=== What to work on ===
Using the records below, transcribe word for word the stretch from the line that contains "positive clicks: (441, 461) (449, 502)" through the line that contains "543L814 557L579 545ZM0", both end lines included, and nothing else.

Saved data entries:
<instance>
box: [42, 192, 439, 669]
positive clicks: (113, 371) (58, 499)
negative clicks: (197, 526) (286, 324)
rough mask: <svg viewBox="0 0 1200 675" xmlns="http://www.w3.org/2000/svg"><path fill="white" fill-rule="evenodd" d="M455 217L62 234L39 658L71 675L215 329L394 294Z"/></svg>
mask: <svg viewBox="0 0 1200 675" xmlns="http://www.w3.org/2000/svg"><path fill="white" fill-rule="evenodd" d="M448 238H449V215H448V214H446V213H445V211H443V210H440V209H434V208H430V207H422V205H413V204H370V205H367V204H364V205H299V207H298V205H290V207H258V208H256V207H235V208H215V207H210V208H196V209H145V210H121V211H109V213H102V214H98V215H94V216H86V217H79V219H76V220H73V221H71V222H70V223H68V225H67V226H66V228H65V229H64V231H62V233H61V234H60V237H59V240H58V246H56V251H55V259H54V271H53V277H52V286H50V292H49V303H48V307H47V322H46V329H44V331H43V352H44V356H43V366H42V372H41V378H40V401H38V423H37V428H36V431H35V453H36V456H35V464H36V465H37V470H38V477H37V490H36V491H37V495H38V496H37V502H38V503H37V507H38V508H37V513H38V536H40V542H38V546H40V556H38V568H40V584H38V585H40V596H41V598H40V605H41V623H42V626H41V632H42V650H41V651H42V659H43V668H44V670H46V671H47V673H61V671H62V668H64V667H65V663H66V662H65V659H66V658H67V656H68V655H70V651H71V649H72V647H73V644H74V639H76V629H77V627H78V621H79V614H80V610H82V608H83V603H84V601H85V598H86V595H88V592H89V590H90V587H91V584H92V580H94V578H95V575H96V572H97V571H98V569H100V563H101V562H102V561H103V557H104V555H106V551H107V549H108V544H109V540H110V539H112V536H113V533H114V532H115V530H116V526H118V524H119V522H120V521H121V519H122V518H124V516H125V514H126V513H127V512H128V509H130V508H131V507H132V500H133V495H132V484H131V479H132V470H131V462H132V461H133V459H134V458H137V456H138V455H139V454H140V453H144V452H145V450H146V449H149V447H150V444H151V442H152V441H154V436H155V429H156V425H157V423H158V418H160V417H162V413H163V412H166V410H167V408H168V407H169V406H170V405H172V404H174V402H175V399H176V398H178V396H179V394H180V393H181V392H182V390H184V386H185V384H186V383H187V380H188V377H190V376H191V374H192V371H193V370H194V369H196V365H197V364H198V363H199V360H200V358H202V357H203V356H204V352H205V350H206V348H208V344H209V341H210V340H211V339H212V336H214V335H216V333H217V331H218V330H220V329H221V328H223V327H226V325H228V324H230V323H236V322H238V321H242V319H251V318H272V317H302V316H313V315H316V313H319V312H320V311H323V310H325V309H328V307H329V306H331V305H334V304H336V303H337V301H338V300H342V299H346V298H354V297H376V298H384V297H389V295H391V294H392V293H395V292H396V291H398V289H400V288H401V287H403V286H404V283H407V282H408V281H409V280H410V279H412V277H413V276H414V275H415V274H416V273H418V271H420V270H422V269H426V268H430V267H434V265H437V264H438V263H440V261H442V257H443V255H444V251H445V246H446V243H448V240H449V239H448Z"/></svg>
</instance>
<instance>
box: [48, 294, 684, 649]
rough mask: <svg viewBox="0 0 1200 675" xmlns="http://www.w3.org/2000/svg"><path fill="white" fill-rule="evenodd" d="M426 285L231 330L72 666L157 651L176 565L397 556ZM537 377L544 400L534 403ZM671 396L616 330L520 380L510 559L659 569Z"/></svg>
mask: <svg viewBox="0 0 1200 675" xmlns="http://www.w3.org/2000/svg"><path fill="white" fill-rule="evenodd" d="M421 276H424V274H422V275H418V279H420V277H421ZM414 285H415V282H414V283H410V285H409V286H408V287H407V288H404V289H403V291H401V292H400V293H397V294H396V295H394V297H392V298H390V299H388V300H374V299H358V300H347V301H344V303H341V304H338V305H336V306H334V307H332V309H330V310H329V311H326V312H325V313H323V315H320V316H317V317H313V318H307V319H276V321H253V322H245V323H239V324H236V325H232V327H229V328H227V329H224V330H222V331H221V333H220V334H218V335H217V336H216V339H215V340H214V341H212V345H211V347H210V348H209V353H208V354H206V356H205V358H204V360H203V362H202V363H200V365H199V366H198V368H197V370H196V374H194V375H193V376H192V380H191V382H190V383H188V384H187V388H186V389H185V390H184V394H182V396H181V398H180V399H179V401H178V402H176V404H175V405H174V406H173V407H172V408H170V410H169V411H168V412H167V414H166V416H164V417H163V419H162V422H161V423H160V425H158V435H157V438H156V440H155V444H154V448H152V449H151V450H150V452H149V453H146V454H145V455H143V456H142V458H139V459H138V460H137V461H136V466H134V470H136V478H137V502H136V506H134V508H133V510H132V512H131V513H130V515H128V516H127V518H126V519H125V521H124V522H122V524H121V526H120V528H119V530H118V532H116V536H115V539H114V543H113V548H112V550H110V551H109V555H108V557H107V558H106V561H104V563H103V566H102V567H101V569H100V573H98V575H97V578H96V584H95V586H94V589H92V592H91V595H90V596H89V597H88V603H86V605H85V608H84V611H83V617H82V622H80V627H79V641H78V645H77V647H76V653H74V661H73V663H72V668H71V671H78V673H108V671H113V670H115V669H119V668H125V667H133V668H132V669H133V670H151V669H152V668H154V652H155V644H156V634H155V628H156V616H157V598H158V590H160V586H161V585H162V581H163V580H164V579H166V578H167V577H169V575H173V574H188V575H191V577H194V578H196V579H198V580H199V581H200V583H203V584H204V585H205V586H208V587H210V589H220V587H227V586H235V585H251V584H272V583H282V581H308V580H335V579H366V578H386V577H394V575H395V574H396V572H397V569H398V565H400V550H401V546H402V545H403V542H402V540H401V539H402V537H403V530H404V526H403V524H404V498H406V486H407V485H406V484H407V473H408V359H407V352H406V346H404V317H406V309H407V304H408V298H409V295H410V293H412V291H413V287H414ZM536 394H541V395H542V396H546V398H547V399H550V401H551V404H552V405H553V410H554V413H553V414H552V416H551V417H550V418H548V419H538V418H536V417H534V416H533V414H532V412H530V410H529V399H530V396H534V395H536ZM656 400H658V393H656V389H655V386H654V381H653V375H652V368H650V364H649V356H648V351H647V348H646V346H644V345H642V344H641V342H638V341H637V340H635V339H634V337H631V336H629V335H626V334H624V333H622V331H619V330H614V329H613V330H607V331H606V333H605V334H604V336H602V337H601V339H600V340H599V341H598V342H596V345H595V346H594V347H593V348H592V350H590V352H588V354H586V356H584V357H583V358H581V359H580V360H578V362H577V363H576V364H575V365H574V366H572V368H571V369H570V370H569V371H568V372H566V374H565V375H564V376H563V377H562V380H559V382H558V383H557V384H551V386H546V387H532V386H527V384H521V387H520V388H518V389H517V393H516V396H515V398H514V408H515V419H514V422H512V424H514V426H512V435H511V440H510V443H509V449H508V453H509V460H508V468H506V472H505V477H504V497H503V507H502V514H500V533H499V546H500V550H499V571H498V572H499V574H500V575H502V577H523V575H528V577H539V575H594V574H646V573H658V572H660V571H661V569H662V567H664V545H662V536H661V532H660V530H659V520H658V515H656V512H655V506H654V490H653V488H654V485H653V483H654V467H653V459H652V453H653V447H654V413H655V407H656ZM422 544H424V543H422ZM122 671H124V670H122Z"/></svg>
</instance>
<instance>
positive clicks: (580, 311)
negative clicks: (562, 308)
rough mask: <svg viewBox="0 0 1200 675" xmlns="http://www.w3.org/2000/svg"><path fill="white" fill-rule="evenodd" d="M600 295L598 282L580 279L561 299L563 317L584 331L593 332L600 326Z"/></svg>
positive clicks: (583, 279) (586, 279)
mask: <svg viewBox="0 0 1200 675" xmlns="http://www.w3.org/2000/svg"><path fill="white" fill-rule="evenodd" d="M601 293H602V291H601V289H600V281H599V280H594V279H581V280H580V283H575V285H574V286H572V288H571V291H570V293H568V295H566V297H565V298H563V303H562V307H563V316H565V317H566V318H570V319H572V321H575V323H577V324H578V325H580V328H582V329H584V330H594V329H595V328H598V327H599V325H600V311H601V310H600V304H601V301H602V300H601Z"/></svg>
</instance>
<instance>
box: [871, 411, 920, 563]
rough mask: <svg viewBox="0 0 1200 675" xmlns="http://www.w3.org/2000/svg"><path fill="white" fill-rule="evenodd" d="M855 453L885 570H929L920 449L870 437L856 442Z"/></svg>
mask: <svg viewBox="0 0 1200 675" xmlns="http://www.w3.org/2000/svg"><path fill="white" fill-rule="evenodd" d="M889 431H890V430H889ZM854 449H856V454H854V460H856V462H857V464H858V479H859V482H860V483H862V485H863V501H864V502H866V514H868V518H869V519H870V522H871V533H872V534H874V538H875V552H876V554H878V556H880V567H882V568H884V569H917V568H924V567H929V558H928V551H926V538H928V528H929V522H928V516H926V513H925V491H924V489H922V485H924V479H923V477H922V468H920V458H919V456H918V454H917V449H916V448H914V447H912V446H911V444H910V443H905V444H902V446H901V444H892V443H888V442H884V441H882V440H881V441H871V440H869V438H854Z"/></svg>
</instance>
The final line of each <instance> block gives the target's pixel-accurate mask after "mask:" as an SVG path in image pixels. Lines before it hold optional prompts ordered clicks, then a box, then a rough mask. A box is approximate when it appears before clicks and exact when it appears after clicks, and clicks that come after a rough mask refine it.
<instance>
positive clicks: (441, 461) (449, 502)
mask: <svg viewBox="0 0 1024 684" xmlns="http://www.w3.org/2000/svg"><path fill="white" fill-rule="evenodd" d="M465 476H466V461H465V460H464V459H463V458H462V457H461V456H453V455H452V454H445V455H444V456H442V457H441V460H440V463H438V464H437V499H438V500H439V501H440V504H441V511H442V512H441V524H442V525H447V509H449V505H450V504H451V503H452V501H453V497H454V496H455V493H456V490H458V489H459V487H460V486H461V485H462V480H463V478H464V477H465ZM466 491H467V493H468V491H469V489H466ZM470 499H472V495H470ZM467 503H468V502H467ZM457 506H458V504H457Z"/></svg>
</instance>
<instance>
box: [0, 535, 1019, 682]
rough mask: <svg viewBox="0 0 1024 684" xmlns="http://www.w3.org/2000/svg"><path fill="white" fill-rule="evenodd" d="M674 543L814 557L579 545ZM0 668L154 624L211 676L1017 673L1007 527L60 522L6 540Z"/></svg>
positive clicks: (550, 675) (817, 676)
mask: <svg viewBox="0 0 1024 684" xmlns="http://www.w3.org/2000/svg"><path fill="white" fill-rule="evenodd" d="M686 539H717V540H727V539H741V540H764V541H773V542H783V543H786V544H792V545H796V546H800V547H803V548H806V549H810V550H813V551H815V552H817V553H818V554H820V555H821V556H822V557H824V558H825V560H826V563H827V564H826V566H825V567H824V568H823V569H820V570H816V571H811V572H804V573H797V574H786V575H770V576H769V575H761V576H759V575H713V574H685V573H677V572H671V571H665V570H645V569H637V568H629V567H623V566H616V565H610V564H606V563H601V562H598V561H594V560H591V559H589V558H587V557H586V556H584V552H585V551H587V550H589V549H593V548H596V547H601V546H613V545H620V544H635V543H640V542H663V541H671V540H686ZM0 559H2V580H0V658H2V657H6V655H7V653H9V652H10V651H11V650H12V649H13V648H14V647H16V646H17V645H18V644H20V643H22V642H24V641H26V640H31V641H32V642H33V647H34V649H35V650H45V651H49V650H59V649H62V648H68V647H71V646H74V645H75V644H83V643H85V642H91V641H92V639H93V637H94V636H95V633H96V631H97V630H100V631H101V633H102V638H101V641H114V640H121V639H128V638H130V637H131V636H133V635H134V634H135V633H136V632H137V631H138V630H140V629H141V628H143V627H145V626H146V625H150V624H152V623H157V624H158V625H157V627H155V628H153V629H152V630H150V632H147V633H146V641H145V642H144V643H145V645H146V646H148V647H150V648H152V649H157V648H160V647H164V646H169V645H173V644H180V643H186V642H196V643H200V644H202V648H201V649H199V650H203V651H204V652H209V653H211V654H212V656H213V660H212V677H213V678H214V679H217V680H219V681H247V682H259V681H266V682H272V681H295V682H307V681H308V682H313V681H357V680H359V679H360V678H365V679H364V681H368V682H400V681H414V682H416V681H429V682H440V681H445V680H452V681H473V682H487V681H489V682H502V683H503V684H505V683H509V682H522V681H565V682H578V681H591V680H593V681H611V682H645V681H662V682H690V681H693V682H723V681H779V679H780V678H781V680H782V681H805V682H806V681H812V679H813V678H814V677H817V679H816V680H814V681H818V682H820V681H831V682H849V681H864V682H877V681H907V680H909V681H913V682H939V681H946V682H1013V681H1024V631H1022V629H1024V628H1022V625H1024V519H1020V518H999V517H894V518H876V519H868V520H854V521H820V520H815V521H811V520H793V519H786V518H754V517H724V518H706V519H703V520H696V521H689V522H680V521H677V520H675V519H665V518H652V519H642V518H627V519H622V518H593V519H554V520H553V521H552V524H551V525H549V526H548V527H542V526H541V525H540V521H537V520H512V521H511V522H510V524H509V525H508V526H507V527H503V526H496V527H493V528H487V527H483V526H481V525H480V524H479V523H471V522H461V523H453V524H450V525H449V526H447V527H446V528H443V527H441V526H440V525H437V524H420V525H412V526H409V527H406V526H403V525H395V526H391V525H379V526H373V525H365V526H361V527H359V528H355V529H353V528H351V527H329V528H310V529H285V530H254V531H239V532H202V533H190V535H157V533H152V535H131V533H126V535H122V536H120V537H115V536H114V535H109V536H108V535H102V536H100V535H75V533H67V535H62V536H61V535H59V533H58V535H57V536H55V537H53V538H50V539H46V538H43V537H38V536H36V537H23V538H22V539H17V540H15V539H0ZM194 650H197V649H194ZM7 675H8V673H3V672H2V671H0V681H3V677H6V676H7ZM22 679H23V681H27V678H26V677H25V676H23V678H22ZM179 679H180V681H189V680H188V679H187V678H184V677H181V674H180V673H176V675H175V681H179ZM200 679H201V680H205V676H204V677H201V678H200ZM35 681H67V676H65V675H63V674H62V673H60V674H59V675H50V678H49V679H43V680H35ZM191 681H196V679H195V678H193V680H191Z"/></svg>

=== Result ===
positive clicks: (441, 461) (449, 502)
mask: <svg viewBox="0 0 1024 684" xmlns="http://www.w3.org/2000/svg"><path fill="white" fill-rule="evenodd" d="M465 476H466V461H465V460H464V459H463V458H462V457H461V456H453V455H452V454H445V455H444V456H442V457H441V460H440V463H438V464H437V499H438V500H439V501H440V504H441V511H442V512H441V524H442V525H447V509H449V505H450V504H451V503H452V501H453V497H454V496H455V493H456V490H458V489H459V487H460V486H461V485H462V480H463V478H464V477H465ZM466 491H467V493H468V491H469V489H466ZM470 499H472V495H470ZM467 503H468V502H467ZM457 506H458V504H457Z"/></svg>
</instance>
<instance>
box: [0, 535, 1019, 682]
rough mask: <svg viewBox="0 0 1024 684" xmlns="http://www.w3.org/2000/svg"><path fill="white" fill-rule="evenodd" d="M674 543L814 557L579 545ZM0 668L154 624L211 676L1017 673L1007 527L60 522L6 540Z"/></svg>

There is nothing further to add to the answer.